Information supplied:
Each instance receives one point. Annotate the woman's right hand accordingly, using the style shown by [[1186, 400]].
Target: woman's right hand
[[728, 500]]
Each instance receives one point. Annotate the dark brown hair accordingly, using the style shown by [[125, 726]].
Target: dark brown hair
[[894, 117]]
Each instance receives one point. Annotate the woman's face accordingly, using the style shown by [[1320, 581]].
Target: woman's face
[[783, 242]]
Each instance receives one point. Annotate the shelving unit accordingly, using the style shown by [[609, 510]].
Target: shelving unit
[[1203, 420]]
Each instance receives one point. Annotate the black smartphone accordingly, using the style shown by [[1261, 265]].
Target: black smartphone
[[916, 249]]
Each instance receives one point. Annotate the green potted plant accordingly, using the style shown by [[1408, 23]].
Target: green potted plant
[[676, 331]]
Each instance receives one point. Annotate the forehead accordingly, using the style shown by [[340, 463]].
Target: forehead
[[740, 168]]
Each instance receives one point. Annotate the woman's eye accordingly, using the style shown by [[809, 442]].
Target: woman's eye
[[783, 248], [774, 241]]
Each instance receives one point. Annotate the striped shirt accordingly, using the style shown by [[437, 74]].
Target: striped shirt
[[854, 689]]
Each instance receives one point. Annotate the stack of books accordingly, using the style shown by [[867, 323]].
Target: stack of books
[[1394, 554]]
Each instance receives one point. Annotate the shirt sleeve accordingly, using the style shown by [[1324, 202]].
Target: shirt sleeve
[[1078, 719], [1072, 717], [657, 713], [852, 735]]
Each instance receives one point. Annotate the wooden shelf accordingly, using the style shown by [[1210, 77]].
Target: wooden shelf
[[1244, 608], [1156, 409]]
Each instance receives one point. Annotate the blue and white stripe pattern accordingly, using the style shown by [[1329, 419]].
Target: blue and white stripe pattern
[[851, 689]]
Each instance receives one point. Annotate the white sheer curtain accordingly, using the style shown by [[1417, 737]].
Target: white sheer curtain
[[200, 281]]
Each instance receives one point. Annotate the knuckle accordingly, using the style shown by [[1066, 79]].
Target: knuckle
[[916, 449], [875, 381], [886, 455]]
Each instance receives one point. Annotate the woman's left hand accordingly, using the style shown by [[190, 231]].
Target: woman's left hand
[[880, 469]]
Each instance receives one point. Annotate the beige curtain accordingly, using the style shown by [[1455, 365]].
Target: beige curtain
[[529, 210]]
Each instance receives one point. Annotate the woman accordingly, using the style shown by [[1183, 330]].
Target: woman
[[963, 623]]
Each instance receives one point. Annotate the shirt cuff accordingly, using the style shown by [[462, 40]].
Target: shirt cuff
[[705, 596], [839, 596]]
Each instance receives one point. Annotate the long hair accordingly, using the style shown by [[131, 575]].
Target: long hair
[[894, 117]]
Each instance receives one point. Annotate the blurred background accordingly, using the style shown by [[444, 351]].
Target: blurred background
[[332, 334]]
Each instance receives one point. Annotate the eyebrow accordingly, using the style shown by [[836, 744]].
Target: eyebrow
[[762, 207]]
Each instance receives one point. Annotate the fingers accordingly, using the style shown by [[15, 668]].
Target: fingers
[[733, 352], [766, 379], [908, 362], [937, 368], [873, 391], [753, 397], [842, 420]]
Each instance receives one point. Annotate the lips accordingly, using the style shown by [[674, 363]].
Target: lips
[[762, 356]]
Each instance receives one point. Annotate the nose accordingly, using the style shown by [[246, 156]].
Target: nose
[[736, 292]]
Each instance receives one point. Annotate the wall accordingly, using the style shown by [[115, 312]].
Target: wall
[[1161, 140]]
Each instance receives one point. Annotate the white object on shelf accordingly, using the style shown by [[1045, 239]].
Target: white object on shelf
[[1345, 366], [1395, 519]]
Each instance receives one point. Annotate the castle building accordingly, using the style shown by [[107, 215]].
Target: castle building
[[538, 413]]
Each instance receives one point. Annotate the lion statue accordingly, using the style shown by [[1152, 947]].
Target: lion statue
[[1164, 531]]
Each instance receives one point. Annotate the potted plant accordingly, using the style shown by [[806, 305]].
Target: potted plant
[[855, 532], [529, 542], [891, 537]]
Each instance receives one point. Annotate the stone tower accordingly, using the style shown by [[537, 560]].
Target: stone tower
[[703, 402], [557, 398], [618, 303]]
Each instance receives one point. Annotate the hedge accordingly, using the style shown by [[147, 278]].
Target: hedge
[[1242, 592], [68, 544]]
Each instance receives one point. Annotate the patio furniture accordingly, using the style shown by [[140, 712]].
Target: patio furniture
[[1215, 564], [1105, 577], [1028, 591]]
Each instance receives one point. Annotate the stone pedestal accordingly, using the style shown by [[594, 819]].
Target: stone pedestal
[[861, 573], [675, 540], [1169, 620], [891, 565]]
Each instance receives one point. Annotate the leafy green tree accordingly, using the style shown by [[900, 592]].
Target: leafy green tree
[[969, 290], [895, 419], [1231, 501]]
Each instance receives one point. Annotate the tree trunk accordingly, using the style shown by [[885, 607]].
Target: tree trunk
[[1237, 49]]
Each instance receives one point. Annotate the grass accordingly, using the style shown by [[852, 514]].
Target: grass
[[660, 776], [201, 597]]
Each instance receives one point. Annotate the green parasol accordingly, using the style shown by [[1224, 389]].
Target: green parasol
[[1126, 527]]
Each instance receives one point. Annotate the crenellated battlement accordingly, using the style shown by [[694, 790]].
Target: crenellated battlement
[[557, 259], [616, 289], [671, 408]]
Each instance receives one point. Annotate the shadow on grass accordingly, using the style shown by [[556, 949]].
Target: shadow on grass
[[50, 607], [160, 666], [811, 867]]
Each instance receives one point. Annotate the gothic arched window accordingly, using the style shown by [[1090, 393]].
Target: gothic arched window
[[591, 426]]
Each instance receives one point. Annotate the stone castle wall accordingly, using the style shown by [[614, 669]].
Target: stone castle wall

Exercise details:
Reproduce verbatim the stretch of the records above, from the line containing "Each instance receives one point. Annotate the tree" through the line containing "[[50, 607], [160, 666], [811, 867]]".

Expected output:
Each instance receives one point. Annotate the tree trunk accordingly, using the style shown by [[885, 607]].
Target: tree trunk
[[1237, 49]]
Each instance receives one point. Annotate the grass accordingly, using the style shown by [[852, 514]].
Target: grass
[[660, 776], [201, 597]]
Each instance receives one point. Annotate the green parasol accordingly, using the style shown by [[1224, 389]].
Target: green parasol
[[1126, 527]]
Each instance receives one point. Annotate the crenellated battlement accordingly, using the style shown by [[694, 790]].
Target: crenellated battlement
[[557, 259], [616, 289], [671, 408]]
Each instance receives one point. Annotate the shadow on grass accordingly, using the style shown by [[556, 949]].
Target: shadow on grass
[[50, 607], [160, 666], [811, 867]]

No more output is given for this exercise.